[SELECTED TEXT]:
>>
President Bush labeled Iraq part of an axis of evil -- a rogue state intent on acquiring weapons of mass destruction and thus posing a threat to the United States and its allies. Mr. Bush has since made it increasingly clear that he wanted to see a change of government in Baghdad. The president said he had not decided on any specific course of action or timetable.

In mid-December 2001 President Bush decided against immediately launching a war to overthrow Iraqi leader Saddam Hussein in the next phase of the US-led war on terrorism. With the al-Qaeda terrorist network vanquished in Afghanistan, speculation had been growing that Bush would turn his sights on Hussein.

There was also considerable international opposition to any possible American military action against Baghdad. American armed forces reportedly created a top-secret code name for the planning -- Polo Step -- with highly restricted access [according to William Arkin "Gulf War Redux" The Los Angeles Times Jun 23, 2002].

Equipment for two reinforced army armored brigades was already in the region, stored in 37 huge warehouses in Kuwait and Qatar. Each country held in storage about 115 M-1A1 Abrams tanks, 60 M-2A2 Bradley fighting vehicles, 100 armored personnel carriers, 25 mortars, and 20 155mm howitzers. The 9,000 troops needed to man the equipment could be airlifted in and ready for action in 96 hours. Equipment for another armored brigade from the army and one from the U.S. Marine Corps is afloat on ships in the region.

By mid-2002 the US was sending weapons and other supplies to the Middle East that could be a critical part of the war stocks if President Bush decided to attack Saddam Hussein. The Pentagon hired two giant cargo ships in August 2002 to carry armored vehicles and helicopters, among other war fighting materiel. The US Air Force was stockpiling weapons, ammunition, and spare parts, including aircraft engines, at depots in the Persian Gulf region and the US. Arsenals of air force and navy precision-guided weapons, which proved devastating in Afghanistan, should be fully replenished by the fall. Senior Pentagon officials said the logistical movements did not represent a secretive deployment and should not be interpreted as evidence that a campaign is imminent, or even a certainty.
<<
[PARTS OF THE EXERCISE]:
1. In the passage on American planning against Iraq, begin at the words "In mid-December 2001" and stop after "sights on Hussein.". Reproduce that stretch with "war on terrorism" switched to "campaign against terrorism".
2. According to the passage on American planning against Iraq, what top-secret code name did American armed forces reportedly create for the planning?
3. Extend the passage on American planning against Iraq, picking up after its final sentence.

[DATA RECORDS]:
>>
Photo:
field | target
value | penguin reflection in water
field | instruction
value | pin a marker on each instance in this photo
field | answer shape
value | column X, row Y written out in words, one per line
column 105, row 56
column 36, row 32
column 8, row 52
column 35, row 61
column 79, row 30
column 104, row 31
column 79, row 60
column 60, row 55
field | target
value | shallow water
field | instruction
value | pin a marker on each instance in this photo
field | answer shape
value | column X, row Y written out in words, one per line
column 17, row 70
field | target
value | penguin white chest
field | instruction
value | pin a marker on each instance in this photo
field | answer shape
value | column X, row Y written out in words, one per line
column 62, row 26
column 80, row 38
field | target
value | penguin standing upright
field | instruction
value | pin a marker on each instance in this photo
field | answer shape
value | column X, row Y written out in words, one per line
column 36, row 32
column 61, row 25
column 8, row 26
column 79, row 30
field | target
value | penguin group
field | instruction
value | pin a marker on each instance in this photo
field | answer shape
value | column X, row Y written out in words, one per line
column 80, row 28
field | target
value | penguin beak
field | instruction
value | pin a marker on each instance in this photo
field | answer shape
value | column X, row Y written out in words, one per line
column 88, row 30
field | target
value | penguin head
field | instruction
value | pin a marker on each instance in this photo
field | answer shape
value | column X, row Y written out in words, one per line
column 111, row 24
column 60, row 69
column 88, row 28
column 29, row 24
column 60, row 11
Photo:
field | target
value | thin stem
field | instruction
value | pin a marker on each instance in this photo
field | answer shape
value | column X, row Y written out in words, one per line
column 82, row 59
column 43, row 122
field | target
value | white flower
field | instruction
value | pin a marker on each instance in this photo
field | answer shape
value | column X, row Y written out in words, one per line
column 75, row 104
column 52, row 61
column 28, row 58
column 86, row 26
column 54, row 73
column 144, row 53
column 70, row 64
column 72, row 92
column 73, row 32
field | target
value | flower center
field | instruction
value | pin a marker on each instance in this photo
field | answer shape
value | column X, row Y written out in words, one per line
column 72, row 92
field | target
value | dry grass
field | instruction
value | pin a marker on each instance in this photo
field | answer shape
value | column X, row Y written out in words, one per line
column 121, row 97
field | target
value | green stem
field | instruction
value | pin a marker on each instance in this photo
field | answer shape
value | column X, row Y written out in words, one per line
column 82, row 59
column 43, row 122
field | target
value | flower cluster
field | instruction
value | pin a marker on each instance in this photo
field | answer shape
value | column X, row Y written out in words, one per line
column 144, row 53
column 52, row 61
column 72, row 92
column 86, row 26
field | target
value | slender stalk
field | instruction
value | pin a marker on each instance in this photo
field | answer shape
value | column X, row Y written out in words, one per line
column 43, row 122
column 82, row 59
<<
[FINAL ANSWERS]:
1.
In mid-December 2001 President Bush decided against immediately launching a war to overthrow Iraqi leader Saddam Hussein in the next phase of the US-led campaign against terrorism. With the al-Qaeda terrorist network vanquished in Afghanistan, speculation had been growing that Bush would turn his sights on Hussein.

2. Polo Step.

3.
One of the ships contracted moved troop-carrying combat vehicles from Europe and the U.S. to the Gulf to join equipment for four armored brigades already stored there. Another will carry similar vehicles, helicopters, and ammunition to an unspecified Red Sea port (believed to be the Jordanian port of Aqaba) for a military exercise later this year.

Amid reports about the pre-positioning of US forces and mobilization of military reserves, some observers wondered why it was taking so long to move against Iraq. An American attack on Iraq could have a negative effect on the US economy because the United States would pay most of the cost and bear the brunt of any oil-price shock or other market disruptions. If consumer and investor confidence remained fragile, military action could have substantial psychological effects on the financial markets, retail spending, business investment, travel, and other key elements of the economy. The administration has not begun to consider the cost of a war because it has yet to determine the type and size of a military operation. According to the Congressional Research Service, the Persian Gulf War cost $61.1 billion, of which $12.7 billion was paid for by the United States. The House Budget Committee's Democratic staff estimated that a war with Iraq today would cost around $79.9 billion.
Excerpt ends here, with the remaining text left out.